DATA SUPPLIED
Start

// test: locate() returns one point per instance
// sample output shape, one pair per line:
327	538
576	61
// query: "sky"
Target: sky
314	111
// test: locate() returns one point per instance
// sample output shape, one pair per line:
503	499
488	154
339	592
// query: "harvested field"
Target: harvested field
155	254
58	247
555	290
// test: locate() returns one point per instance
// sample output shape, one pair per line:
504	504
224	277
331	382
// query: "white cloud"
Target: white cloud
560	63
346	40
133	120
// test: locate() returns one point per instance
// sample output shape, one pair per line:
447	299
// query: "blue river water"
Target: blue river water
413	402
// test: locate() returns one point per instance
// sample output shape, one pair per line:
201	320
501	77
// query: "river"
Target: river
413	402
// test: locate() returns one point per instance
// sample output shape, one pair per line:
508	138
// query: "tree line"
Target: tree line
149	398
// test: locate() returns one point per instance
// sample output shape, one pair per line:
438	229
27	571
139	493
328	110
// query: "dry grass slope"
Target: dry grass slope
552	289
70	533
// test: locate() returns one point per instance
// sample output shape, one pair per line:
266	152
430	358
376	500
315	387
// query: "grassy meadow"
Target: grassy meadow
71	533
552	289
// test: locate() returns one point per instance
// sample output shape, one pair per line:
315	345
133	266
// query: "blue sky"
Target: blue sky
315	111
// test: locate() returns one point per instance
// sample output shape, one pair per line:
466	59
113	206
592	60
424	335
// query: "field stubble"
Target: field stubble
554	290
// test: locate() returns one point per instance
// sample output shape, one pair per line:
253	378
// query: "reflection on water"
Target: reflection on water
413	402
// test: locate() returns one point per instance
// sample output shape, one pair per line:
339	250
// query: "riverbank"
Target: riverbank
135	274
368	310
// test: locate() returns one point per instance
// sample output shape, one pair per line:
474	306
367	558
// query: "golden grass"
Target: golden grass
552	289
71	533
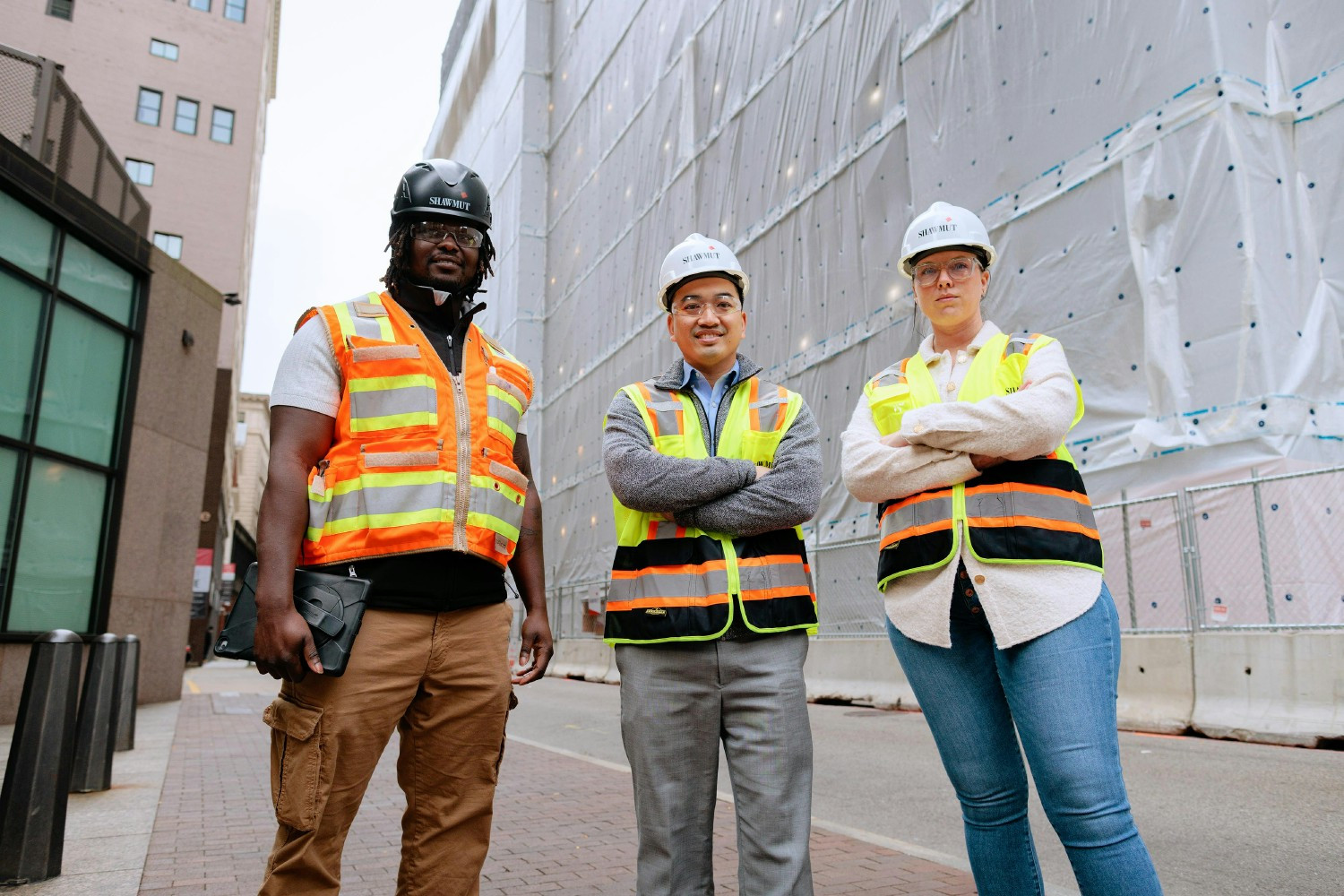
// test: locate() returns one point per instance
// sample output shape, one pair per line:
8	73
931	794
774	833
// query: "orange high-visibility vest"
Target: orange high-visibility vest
677	583
1032	511
422	460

End

TASK DIRECTIONS
Quote the full listing above word for word; exclude every picture from the copy.

SOLUTION TO THE EXERCISE
// test: locate() returns one point per instance
// sample output shape, one pair per line:
327	538
576	61
// query: "sky"
Target: sky
314	111
// test: locate() returns one point per instance
// sample output shape, one pair per line:
503	499
488	154
339	592
// query: "harvested field"
Target: harvested field
155	254
58	247
555	290
// test: locate() returns one point per instance
// sample output shape, one pair per line:
504	504
224	277
331	382
// query: "white cloud"
Target: white cloud
560	63
346	40
133	120
// test: locate() returns one point per instance
// sample output shape, one pair per line:
447	299
// query: "blue river water"
Target: blue river water
413	402
// test: locate() returns one point per instance
// sample output shape, one pair per line:
201	320
501	77
// query: "river"
Target: river
413	402
// test: locate() returns one point per instance
// sample output shape, one pair per line:
508	138
// query: "tree line"
Target: tree line
149	398
// test: locate() returns one point per instance
// sample output shape, one pair per line:
438	229
27	571
139	493
328	110
// query: "dry grass slope"
Target: dry grass slope
552	289
70	533
// test: locate() returns one point per instance
// sample output shape, one pair per line:
266	152
430	358
376	500
315	387
// query: "grassy meadow"
Target: grassy meadow
71	533
552	289
// test: locate() returns one point per instance
// sample output shape, one pair per line:
315	345
133	266
// query: "blue sky"
Target: blue sky
315	111
// test: locate() returns one point per instance
// sample output shape, one pair per line:
466	59
113	206
592	60
424	335
// query: "field stubble"
Target: field stubble
554	290
// test: locate() returns one point per instance
// sample output shape, one pair per line:
253	378
// query: "reflection on water"
Target: reflection on water
413	402
// test: locate() returns one point per instance
// sample output shape, one pair per line:
339	250
// query: "riverbank"
Target: riverbank
135	274
368	310
// test: locate() returns one point per instance
// sample output shape, one pair per line:
474	306
367	558
// query: "golden grass"
Target: golden grass
552	289
71	533
// test: locate() returns one point per instance
// sample output shape, one pair per line:
8	73
931	794
774	833
// query: "orange high-visibility vest"
Target: orange high-visibility vest
677	583
1032	511
422	460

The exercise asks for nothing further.